> [Quelle]:
┄┄┄┄┄┄┄┄┄┄┄┄┄┄┄┄┄┄┄┄
Die eigentliche Oscar-Party steigt in Oberreitnau
Julia Drache hat noch viele Pläne - Ihre Schwester lernt deutschen Oscar-Preisträger im Hotel kennen
LINDAU - Auch wenn es nicht mit dem Oscar geklappt hat: Die Nominierung hat das Leben der Drehbuchautorin Julia Drache ganz schön auf den Kopf gestellt. Aufträge flattern ins Haus, neue Projekte und Kontakte entstehen. Auch ihre Schwester Jessica Hildebrandt hatte in Los Angeles eine Begegnung, die sie so schnell nicht vergessen wird. Und das, obwohl sie in Los Angeles nicht mal bei der Verleihung dabei sein konnte.
Die Trost-Schoko-Oscars, die es auf der Afterparty gab, sind längst verspeist. Aber wer braucht schon LA wenn Oberreitnau wartet? Denn die richtige After-Oscar-Party fand ohnehin erst am Wochenende in Oberreitnau statt. Dazu hatte ihr Schwager, der Mann von Jessica, eingeladen, und Familie, Freunde und natürlich die Kinder von Julia Drache haben kräftig gefeiert. „Wer kriegt schon so eine Party, obwohl man nicht gewonnen hat?“, sagt Julia Drache lachend. „Ich weiß, alle sagen, dass sie nicht enttäuscht sind. Aber ich bin es wirklich nicht.“Wer sie strahlen sieht, glaubt ihr.
┄┄┄┄┄┄┄┄┄┄┄┄┄┄┄┄┄┄┄┄
(Zeilen aus einem Datensatz)
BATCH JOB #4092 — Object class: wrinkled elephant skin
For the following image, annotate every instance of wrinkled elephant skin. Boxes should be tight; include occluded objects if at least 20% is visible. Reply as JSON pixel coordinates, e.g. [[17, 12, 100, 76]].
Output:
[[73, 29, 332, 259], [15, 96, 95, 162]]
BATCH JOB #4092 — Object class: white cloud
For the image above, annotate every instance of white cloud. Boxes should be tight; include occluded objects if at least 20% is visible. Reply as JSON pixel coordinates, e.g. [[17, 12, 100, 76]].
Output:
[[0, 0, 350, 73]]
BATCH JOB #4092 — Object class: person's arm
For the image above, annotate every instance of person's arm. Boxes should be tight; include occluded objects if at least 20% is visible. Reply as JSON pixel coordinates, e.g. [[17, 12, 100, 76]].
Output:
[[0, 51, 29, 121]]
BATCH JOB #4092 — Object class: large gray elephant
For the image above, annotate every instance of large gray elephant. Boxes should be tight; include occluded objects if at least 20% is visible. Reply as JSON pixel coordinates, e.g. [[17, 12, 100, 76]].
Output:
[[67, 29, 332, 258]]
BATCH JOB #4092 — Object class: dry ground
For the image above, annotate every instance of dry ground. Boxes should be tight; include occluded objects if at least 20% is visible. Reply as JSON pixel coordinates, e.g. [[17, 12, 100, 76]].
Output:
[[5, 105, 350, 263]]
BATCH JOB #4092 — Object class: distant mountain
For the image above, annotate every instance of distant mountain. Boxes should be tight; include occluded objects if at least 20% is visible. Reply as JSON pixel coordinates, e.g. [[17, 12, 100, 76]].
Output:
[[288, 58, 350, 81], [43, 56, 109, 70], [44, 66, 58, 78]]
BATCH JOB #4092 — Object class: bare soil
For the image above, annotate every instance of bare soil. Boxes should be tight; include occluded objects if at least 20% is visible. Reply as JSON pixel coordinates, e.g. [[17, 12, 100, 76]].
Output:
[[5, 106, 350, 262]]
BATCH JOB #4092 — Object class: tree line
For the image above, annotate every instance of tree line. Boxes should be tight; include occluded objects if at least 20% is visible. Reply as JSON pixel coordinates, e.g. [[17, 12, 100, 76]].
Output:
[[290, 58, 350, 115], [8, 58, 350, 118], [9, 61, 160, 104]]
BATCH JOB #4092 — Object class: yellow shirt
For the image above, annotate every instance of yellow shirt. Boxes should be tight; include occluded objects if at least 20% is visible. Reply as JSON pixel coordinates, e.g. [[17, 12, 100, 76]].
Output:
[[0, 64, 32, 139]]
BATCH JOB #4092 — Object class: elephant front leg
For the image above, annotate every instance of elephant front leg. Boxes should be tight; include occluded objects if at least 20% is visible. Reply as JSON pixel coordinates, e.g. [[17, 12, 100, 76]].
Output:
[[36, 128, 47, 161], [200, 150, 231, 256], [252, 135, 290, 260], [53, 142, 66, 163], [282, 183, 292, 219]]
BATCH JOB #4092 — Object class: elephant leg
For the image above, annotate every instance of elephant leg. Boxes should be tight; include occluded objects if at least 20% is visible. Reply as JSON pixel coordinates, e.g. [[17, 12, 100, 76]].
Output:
┄┄┄┄┄┄┄┄┄┄┄┄┄┄┄┄┄┄┄┄
> [Aufgabe]:
Schreibe aus dem Artikel über die Oscar-Party in Oberreitnau den Abschnitt wortgetreu ab, beginnend bei "Die Trost-Schoko-Oscars, die" und endend bei "sieht, glaubt ihr.".

> [Antwort]:
Die Trost-Schoko-Oscars, die es auf der Afterparty gab, sind längst verspeist. Aber wer braucht schon LA wenn Oberreitnau wartet? Denn die richtige After-Oscar-Party fand ohnehin erst am Wochenende in Oberreitnau statt. Dazu hatte ihr Schwager, der Mann von Jessica, eingeladen, und Familie, Freunde und natürlich die Kinder von Julia Drache haben kräftig gefeiert. „Wer kriegt schon so eine Party, obwohl man nicht gewonnen hat?“, sagt Julia Drache lachend. „Ich weiß, alle sagen, dass sie nicht enttäuscht sind. Aber ich bin es wirklich nicht.“Wer sie strahlen sieht, glaubt ihr.